PROBLEM — Locate every line in the items below that contains the string "basketball" and copy each of those lines.

PROVIDED INFORMATION —
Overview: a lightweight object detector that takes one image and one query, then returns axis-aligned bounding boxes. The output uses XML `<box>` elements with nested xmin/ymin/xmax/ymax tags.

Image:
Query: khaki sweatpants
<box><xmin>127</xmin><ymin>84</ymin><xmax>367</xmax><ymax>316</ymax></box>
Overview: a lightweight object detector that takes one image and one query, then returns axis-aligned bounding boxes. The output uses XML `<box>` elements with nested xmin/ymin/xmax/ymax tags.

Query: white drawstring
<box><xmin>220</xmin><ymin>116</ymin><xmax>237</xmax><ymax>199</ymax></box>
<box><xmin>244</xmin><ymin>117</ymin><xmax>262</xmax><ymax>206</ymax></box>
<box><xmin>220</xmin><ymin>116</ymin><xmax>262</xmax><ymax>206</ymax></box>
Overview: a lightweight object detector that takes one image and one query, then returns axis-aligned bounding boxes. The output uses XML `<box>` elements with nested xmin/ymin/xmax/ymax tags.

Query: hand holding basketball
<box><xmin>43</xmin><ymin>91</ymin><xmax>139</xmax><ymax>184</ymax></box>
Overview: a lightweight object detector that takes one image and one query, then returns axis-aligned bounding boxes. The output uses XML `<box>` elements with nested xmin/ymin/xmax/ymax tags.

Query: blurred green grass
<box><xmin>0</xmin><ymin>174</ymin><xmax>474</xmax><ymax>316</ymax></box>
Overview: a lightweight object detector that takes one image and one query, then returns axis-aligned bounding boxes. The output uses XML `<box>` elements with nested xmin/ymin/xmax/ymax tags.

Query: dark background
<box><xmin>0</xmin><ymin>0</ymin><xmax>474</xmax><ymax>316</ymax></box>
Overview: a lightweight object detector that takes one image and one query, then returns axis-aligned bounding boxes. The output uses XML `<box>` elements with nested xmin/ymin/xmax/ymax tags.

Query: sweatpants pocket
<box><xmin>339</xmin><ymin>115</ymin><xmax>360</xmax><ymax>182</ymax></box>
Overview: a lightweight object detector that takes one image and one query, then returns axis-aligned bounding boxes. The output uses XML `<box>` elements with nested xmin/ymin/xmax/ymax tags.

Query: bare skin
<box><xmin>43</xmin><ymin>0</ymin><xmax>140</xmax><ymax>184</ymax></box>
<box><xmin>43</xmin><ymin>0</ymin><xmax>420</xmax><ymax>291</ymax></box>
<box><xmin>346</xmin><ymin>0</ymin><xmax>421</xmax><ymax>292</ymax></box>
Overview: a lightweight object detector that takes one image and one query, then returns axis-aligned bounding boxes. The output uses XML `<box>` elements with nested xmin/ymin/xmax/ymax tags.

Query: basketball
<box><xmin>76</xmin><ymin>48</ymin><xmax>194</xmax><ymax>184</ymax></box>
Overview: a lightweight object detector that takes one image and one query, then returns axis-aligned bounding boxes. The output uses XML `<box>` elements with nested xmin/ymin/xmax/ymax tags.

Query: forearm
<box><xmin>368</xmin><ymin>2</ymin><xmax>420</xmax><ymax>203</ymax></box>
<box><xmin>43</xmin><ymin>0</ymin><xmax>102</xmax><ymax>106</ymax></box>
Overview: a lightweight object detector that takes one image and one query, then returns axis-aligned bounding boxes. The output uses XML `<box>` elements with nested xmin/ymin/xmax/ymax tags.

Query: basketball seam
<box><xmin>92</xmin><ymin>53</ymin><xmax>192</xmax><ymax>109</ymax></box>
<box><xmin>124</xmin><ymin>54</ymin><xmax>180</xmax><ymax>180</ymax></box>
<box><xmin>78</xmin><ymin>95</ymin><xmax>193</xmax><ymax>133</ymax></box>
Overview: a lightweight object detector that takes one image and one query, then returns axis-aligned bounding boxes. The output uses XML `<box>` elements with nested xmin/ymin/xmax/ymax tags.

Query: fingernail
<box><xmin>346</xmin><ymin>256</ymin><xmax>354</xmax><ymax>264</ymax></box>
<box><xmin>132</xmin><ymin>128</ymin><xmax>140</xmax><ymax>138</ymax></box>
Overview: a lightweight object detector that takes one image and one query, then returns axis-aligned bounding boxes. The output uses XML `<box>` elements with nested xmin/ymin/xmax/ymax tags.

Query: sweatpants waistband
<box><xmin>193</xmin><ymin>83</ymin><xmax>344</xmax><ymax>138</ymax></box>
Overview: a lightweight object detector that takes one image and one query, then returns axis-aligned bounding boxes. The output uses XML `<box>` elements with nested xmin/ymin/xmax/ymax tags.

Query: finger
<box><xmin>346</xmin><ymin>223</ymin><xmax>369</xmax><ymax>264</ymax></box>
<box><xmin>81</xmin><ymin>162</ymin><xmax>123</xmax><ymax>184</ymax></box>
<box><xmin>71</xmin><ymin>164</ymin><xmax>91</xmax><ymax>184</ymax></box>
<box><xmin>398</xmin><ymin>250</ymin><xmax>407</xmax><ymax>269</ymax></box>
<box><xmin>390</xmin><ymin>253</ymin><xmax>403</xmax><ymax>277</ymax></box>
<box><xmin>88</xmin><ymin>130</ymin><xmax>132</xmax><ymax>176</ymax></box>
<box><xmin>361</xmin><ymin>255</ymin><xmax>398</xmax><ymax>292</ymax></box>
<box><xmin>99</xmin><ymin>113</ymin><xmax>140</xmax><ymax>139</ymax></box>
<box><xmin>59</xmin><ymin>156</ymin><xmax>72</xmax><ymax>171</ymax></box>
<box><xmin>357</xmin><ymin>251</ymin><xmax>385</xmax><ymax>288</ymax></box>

RESPONSE —
Query: hand holding basketball
Query: basketball
Query: basketball seam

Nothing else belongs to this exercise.